● THE TASK
Extend the article on Japan's vacation rental law and temple stays from where it stops.

● EXTRACTED TEXT

● ● ● ● ● ● ●

TOKYO -- Once a law deregulating vacation rentals takes effect on June 15 next year, the many tourists visiting Japan will be able to choose from among some exotic accommodations, such as spending the night at an old mountain temple.
On a recent trip to Takayama in mountainous Gifu Prefecture, a group of Thai coworkers exploring their room were rewarded with a magnificent winter view hiding behind a sliding screen: the snow-shrouded garden of Takayama Zenko-ji, a Buddhist temple. "It's gorgeous," one of the travelers exclaimed.
A large room in the temple's main hall, more than a century old, goes for around 60,000 yen ($532) a night. The social-media-worthy snapshot is free.
More lies in store for the adventurous traveler, including a walk through the pitch-dark space beneath the main deity to lay hands on the lock keeping the temple's most prized Buddha image from public view -- supposedly a spiritually cleansing experience. Another guest, a 35-year-old office worker from Taiwan, said he felt "a close connection with Japanese culture" after taking the trip. A meditation session or a turn at copying out sutras, also on offer, could strengthen that bond.
Since opening for reservations in July, Zenko-ji has had nearly 1,000 guests, 90% of them from overseas. This is thanks to Tokyo-based startup ShareWing, which runs Zenko-ji and one other temple where guests may stay the night. "We aim to show visitors the true appeal of old Japan by putting unused treasures to work," said President Naoko Unrinin.
For temples outside Japan's strategic special zones of experimental deregulation, offering tourist accommodations requires a national permit. Zenko-ji, for example, operates as a "simple accommodation" under Japan's hotel business law. But starting next June, when a law takes effect permitting facilities such as private homes, historic structures and temples to host paying guests for a certain number of days per year, registering with the prefectural government will suffice.
Startups are preparing services that will make complying with this law simpler, with the hope of drawing new properties onto the short-term rental market. App developer Chapter8 has introduced a smartphone app for the special zones that helps owners renting out rooms check in visitors. A video chat feature lets owners verify their guests are who they say they are, and scans in passport information to automatically create the legally mandated visitor log.

● ● ● ● ● ● ●

● PROVIDED INFORMATION
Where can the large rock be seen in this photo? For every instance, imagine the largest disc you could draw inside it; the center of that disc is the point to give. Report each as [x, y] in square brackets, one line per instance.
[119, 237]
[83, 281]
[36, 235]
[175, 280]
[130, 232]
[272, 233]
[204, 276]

● ● ● ● ● ● ●

● RESPONSE TO THIS EXERCISE
Japanese internet giant Rakuten, meanwhile, is working with overseas companies including Chinese short-term rental site Tujia to square off against the world's biggest room rental service, Airbnb. Even established travel agencies have put concerns of upsetting existing clients aside as the room rental market grows: JTB is working with Sendai-based Hyakusenrenma in the field.
Out with the old
Short-term room rentals are expected to play a major role in accommodating Japan's swelling tourist population when they take off nationwide. Foreign visitor arrivals are seen reaching a record-high 28 million this year, and the government aims to hit 40 million by 2020, anticipating continued economic benefits.
The entire hospitality sector could feel the impact, if France, where Airbnb has nearly 500,000 listings, is any indication. There, short-term room rentals led to a decline in employment in the hotel sector, according to an industry group. While the number of visitors to France rose 6% to 83.7 million from 2008 to 2014, hotel occupancy rates fell more than two percentage points to 59.2%.
With the number of visitors to Japan set to keep climbing, some have said the country is likely to experience hotel room shortages, especially since Tokyo is hosting the 2020 Olympics. However, guest rooms in Japan's cities stands to increase roughly 30%, according to real estate services provider CBRE in Tokyo, giving lodgers the advantage as competition for customers heats up.